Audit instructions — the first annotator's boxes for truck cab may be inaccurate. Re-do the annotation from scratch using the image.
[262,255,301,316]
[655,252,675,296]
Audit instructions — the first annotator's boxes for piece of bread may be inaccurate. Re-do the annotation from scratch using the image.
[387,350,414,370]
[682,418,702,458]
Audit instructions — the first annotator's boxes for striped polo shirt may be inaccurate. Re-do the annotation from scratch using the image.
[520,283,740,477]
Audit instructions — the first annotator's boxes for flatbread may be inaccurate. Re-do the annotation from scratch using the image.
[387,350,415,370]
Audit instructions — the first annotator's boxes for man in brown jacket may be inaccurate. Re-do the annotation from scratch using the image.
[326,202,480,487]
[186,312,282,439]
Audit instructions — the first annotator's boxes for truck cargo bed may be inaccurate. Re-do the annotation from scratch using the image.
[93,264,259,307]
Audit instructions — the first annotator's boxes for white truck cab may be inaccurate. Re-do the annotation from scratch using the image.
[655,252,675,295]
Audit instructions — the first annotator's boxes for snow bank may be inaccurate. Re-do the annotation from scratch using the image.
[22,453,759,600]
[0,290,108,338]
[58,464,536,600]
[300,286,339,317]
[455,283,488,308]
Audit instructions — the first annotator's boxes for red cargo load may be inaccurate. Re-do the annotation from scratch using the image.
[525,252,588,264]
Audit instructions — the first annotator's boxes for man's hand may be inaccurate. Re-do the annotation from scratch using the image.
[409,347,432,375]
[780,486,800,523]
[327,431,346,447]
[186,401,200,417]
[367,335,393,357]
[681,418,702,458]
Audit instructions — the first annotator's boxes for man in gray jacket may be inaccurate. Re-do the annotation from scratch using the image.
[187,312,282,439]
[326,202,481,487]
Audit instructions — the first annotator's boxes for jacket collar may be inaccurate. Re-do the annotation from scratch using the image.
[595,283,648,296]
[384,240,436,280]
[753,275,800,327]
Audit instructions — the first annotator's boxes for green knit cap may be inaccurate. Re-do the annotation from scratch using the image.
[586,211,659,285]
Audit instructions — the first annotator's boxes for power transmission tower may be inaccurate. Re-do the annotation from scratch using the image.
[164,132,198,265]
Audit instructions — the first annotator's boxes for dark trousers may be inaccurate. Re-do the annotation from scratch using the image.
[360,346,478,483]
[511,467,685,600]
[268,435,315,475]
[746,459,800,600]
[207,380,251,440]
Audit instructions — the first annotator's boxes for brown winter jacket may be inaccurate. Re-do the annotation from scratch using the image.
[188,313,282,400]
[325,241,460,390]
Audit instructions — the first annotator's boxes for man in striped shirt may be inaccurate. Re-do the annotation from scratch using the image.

━━━━━━

= Task description =
Give back all the records exactly as they stand.

= Written answer =
Audit instructions — the first annotator's boxes for truck cab may be inaccurate. Re-do the annotation from scratch using the image.
[262,255,301,316]
[655,252,675,296]
Audit instructions — the first annotator's boxes for piece of bread may be inaccurate. Re-do the annotation from scratch using the image.
[387,350,414,370]
[682,418,702,458]
Audit instructions — the first annotator's boxes for striped polo shirt may be inaccurate. Re-do the annotation from scratch using the image.
[520,283,740,477]
Audit instructions — the first annotator's boxes for flatbread may be inaccurate. Re-do the annotation from scratch using the image.
[387,350,415,370]
Audit instructions — the first annotator's boxes for man in brown jacket may be inaccurate. Re-do the annotation from scratch using the image.
[326,202,480,487]
[186,312,282,439]
Audit instructions — the first annotator's boxes for truck cargo bed may be inaccurate. Re-do the annotation from scratch using the image.
[93,264,259,307]
Audit instructions — the first annotator's boxes for white truck cab may be inaccurate. Re-do the annotation from scratch using the image.
[655,252,675,295]
Audit instructions — the first annotator's boxes for snow bank may be inaccurate. Re-do the annotation from scratch using the image.
[22,453,759,600]
[0,290,108,338]
[58,464,536,600]
[300,286,339,317]
[455,283,488,308]
Audit instructions — the first annotator's boxes for red cargo load may be inaccurate. Re-do the annotation from scratch using the image.
[525,252,588,264]
Audit instructions — the first annotator's boxes for man's hand may be inaccurate. Re-do the annotation from scratch using the image.
[409,347,432,375]
[780,486,800,523]
[327,431,346,447]
[186,401,200,417]
[367,335,393,357]
[681,418,702,458]
Audit instructions — the first annotator's boxes for man in gray jacket may be inaccurate. Re-do the annotation from scratch using the image.
[187,312,282,439]
[326,202,481,487]
Audit instructions — the first annotator's boxes for jacket collar may be inaccurate. Re-do the annotation from scratch using the image.
[595,283,648,296]
[384,240,436,280]
[753,275,800,327]
Audit instructions — the first annotator's boxes for green knit cap may be inaccurate. Re-do the annotation from scratch using the image.
[586,211,659,285]
Audit instructions — the first annotator's boxes for power transmission tower may be inaccurate. Re-do the annotation from scratch using the image.
[164,132,198,265]
Audit instructions — the first annotator's boxes for dark trousers may be inaccurate. Re-do the annotation from scratch using the image.
[360,346,478,483]
[511,467,685,600]
[268,435,315,475]
[746,459,800,600]
[207,380,251,440]
Audit instructions — the first annotator's boxes for brown winter jacket may be inaccurate. Re-do the annotation from scratch using the image.
[188,313,282,400]
[325,241,460,390]
Audit instructions — the first annotator's boxes for man in striped shirt may be inaccurate. Re-do the annotation from scratch using the image.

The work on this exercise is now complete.